■ **GOAL OF THE EXERCISE**: In the forum thread below, what does Navydoc say was forgotten this month?

■ **PAGE TEXT**:
★ ★ ★ ★

# RG stopped by.....



## Navydoc (Jan 26, 2005)

And dropped these off. Now if the Slenderellas would just come in......


----------



## Lumpold (Apr 28, 2005)

:dr ohmygod!


----------



## Sandman (Mar 26, 2006)

No I can go to work with a smile.  Nice buy.


----------



## LasciviousXXX (Oct 12, 2004)

Sweet!!!! Nice haul Paul.

I hadn't tried the Slenderella's but I've heard a lot about them. Just got some in from a good friend and can't wait to try 'em.

Good job bro.


----------



## 68TriShield (May 15, 2006)

Wow! You guys dont mess around:dr


----------



## Da Klugs (Jan 8, 2005)

Such riches you posess. Nice continuation of the accumulation.

Are you sure Freddy isn't smoking all these? I know the Dunhills and Davi's here have taken a severe hit in the name of rent.


----------



## Bigwaved (May 20, 2006)

Freddie must be one trustworthy guy...or you have the goods on him.


----------



## burninator (Jul 11, 2006)

I hate you.


----------



## Navydoc (Jan 26, 2005)

Da Klugs said:


> I know the Dunhills and Davi's here have taken a severe hit in the name of rent.


Crap....I forgot about paying the mortgage this month...thanks for reminding me


----------



## mosesbotbol (Sep 21, 2005)

Lonsdales - One of my favorite Vitolas!!! Good score.


----------



## dadof3illinois (Nov 7, 2004)

I'm just glad to see your slowing down on your purchases.... 

Nice pickup Paul!!!


----------



## mike32312 (Jan 26, 2006)

★ ★ ★ ★

■ **DATASET EXCERPTS**:
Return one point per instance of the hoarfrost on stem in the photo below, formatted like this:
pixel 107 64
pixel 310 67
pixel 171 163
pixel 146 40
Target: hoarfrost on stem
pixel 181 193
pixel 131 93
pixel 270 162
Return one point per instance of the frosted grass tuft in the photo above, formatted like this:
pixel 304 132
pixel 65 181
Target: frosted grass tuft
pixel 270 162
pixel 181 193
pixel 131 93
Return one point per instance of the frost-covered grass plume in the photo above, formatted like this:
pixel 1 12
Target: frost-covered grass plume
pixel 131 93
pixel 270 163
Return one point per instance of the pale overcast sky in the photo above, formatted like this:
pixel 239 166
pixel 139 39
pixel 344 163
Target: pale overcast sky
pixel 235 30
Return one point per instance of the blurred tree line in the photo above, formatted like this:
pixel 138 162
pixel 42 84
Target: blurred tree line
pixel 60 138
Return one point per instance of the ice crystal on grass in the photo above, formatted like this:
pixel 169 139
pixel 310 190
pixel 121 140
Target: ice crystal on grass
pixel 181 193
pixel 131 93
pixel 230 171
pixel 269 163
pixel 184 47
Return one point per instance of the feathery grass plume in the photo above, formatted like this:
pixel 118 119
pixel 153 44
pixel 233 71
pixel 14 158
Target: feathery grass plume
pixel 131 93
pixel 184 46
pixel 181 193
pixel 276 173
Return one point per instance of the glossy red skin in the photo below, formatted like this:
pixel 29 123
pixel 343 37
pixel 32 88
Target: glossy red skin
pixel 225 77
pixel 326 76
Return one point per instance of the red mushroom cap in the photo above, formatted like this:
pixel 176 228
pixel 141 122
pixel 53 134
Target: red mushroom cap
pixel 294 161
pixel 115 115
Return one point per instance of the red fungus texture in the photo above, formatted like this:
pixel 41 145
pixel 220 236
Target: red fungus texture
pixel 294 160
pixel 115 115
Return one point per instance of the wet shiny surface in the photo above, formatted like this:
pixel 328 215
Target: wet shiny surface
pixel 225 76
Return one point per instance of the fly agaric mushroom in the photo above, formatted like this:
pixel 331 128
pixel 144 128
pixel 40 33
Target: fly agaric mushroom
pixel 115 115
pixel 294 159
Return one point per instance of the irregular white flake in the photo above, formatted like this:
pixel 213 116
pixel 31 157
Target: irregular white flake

★ ★ ★ ★

■ **SOLUTION FOR THIS TASK**: Paying the mortgage.